### WHAT THE TASK REQUIRES
Word for word, print every entry below.
━━━ RECORDS TO USE
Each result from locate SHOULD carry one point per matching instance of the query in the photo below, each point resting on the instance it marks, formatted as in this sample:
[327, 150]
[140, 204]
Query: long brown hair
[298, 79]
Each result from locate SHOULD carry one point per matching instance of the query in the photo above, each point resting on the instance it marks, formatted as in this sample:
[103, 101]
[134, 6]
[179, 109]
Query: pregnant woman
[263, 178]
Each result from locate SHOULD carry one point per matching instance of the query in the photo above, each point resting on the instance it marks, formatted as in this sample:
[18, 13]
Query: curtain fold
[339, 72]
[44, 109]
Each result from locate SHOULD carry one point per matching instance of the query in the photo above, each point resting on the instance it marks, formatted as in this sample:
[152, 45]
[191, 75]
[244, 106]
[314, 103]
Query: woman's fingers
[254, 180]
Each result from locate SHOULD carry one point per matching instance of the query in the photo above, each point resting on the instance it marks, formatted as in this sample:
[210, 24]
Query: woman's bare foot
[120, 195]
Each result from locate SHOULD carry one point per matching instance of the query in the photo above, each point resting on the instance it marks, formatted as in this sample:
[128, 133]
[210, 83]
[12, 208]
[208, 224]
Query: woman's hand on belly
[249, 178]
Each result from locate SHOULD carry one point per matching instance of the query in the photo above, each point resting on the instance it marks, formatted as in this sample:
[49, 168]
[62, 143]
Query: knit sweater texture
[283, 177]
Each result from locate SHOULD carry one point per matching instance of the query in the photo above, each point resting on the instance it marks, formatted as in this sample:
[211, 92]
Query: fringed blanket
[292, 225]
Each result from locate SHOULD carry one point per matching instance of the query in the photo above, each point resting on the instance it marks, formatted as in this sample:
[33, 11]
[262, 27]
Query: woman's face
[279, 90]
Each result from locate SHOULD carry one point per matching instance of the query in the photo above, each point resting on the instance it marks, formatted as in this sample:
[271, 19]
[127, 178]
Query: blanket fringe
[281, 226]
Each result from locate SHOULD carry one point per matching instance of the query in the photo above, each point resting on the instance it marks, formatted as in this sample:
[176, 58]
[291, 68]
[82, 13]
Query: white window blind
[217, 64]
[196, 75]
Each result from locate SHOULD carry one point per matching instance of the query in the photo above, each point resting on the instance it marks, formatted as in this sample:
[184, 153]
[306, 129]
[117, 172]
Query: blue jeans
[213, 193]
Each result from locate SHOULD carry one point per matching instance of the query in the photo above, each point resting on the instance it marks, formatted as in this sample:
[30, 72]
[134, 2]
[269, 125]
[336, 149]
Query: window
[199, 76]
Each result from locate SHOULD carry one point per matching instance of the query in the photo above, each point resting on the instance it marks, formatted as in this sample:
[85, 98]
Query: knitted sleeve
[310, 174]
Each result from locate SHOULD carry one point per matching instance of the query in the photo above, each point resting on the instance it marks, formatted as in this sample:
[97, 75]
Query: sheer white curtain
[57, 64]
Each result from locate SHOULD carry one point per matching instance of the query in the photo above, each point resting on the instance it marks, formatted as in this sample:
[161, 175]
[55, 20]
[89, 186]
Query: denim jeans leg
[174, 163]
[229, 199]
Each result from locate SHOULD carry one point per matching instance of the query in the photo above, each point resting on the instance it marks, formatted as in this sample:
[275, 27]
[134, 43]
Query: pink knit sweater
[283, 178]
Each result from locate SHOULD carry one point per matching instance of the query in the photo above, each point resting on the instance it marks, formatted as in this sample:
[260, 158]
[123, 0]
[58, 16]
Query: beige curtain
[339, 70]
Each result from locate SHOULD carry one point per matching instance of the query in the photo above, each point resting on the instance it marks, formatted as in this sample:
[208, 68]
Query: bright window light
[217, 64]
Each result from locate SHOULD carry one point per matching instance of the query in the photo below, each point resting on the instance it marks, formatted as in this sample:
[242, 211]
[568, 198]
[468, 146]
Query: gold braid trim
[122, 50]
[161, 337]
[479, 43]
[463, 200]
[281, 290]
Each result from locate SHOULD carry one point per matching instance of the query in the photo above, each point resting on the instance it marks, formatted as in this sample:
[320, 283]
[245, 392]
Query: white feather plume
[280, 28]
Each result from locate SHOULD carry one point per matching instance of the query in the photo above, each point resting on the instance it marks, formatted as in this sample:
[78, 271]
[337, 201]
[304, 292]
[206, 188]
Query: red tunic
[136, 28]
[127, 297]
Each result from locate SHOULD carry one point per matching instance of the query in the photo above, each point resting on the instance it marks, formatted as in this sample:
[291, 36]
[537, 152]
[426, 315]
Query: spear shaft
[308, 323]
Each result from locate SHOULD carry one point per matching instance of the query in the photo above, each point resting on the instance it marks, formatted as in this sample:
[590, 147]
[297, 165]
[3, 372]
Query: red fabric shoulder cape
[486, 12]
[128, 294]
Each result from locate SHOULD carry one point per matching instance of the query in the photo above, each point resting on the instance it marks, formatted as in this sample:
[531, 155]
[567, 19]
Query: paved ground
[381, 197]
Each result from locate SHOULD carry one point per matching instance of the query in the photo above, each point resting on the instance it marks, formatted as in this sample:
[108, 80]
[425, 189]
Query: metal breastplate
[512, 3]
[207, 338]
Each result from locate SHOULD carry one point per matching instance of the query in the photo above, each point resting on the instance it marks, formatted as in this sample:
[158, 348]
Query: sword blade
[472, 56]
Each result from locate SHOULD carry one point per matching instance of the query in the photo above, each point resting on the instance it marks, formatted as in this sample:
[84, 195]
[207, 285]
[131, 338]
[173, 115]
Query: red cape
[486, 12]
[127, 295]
━━━━━━
### ANSWER TO THE PROBLEM
Each result from locate SHOULD carry one point per matching instance of the query in the photo below, each point resting on the instance it marks, formatted as in this sample:
[327, 150]
[140, 204]
Query: long brown hair
[298, 79]
Each result from locate SHOULD carry one point per matching instance of the query in the photo above, each point resting on the instance it marks, formatted as in this sample:
[103, 101]
[134, 6]
[179, 109]
Query: pregnant woman
[263, 178]
Each result from locate SHOULD carry one point per matching instance of the query in the photo above, each point resting on the instance it marks, formatted as in this sample:
[18, 13]
Query: curtain fold
[339, 72]
[44, 109]
Each result from locate SHOULD carry one point per matching instance of the query in the photo above, each point resting on the instance it marks, formatted as in this sample:
[152, 45]
[191, 75]
[244, 106]
[314, 103]
Query: woman's fingers
[254, 180]
Each result from locate SHOULD carry one point per matching instance of the query in the photo above, each point resting on the instance it marks, formatted as in this sample:
[210, 24]
Query: woman's bare foot
[120, 195]
Each result from locate SHOULD carry one point per matching instance of the query in the photo above, each point resting on the instance it marks, formatted as in this sample:
[128, 133]
[210, 83]
[12, 208]
[208, 224]
Query: woman's hand on belly
[249, 178]
Each result from locate SHOULD carry one point per matching instance of the query in the photo above, each point resting on the instance it marks, formatted as in this sample:
[49, 168]
[62, 143]
Query: knit sweater texture
[283, 177]
Each result from locate SHOULD carry one point per matching instance of the query in the photo above, each point resting on the instance it marks, formatted as in this sample:
[211, 92]
Query: fringed blanket
[292, 225]
Each result from locate SHOULD carry one point per matching instance of the query in the photo above, each point resting on the instance it marks, formatted as in this sample:
[33, 11]
[262, 27]
Query: woman's face
[279, 90]
Each result from locate SHOULD carry one point per matching instance of the query in the photo above, each point resting on the instance it marks, formatted as in this sample:
[271, 19]
[127, 178]
Query: blanket fringe
[281, 226]
Each result from locate SHOULD carry one point per matching instance of the query in the photo above, each point resting on the instance it marks, formatted as in this sample:
[176, 58]
[291, 68]
[82, 13]
Query: white window blind
[217, 64]
[196, 75]
Each result from locate SHOULD carry one point per matching instance of the query in the photo above, each point resting on the instance it marks, formatted as in this sample:
[184, 153]
[306, 129]
[117, 172]
Query: blue jeans
[213, 193]
Each result from locate SHOULD carry one point per matching instance of the query in the photo above, each point resting on the instance it marks, formatted as in this sample:
[30, 72]
[134, 2]
[269, 125]
[336, 149]
Query: window
[199, 76]
Each result from locate SHOULD carry one point per matching instance of the query in the photo above, each point resting on the instance it marks, formatted as in this sample:
[85, 98]
Query: knitted sleeve
[310, 174]
Each result from locate SHOULD carry one point per matching instance of the query in the photo above, each point resting on the instance it marks, formatted as in this sample:
[97, 75]
Query: sheer white curtain
[57, 64]
Each result from locate SHOULD carry one point per matching instance of the query in the photo above, each point resting on the instance it marks, formatted as in this sample:
[161, 175]
[55, 20]
[89, 186]
Query: denim jeans leg
[174, 163]
[229, 199]
Each result from locate SHOULD carry one point per matching instance of the query in the photo above, each point resting on the instance it marks, formatted as in this sample:
[275, 27]
[134, 43]
Query: pink knit sweater
[283, 178]
Each result from locate SHOULD carry one point per matching instance of the query in the photo above, each point resting on the instance it marks, formatted as in this sample:
[260, 158]
[123, 0]
[58, 16]
Query: beige curtain
[339, 70]
Each result from locate SHOULD carry one point per matching instance of the query in the photo above, each point resting on the instance it marks, formatted as in this sample:
[208, 68]
Query: bright window light
[217, 64]
Each result from locate SHOULD carry one point per matching instance of the query in the photo below, each point resting on the instance it marks, formatted as in this sample:
[242, 211]
[568, 198]
[468, 146]
Query: gold braid trim
[122, 50]
[161, 337]
[479, 43]
[463, 200]
[281, 290]
Each result from locate SHOULD carry one point per matching instance of the query in the photo above, each point resting on the instance it marks, formatted as in this sample:
[320, 283]
[245, 392]
Query: white feather plume
[280, 28]
Each result from locate SHOULD carry one point per matching instance of the query in the photo above, each point resting on the instance it marks, formatted as in this sample:
[78, 271]
[337, 201]
[304, 292]
[206, 188]
Query: red tunic
[136, 28]
[127, 297]
Each result from locate SHOULD carry one point per matching instance of the query in the photo above, each point resting on the instance it marks, formatted as in this sample:
[291, 36]
[537, 152]
[426, 315]
Query: spear shaft
[308, 323]
Each result from locate SHOULD carry one point per matching instance of the query in the photo above, each point resting on the instance it marks, formatted as in this sample:
[590, 147]
[297, 165]
[3, 372]
Query: red fabric shoulder cape
[486, 12]
[128, 294]
Each result from locate SHOULD carry one point per matching instance of the query in the photo above, each point resting on the instance it marks, formatted as in this sample:
[531, 155]
[567, 19]
Query: paved ground
[381, 197]
Each result from locate SHOULD carry one point per matching instance of the query in the photo above, each point resting on the instance it marks, formatted as in this sample:
[108, 80]
[425, 189]
Query: metal breastplate
[512, 3]
[207, 338]
Each result from locate SHOULD carry one point per matching instance of the query in the photo above, each point resting on the instance it marks, formatted as in this sample:
[158, 348]
Query: sword blade
[472, 56]
Each result from locate SHOULD carry one point per matching instance of the query in the photo above, each point resting on the instance it marks, formatted as in this sample:
[84, 195]
[207, 285]
[131, 338]
[173, 115]
Query: red cape
[486, 12]
[127, 295]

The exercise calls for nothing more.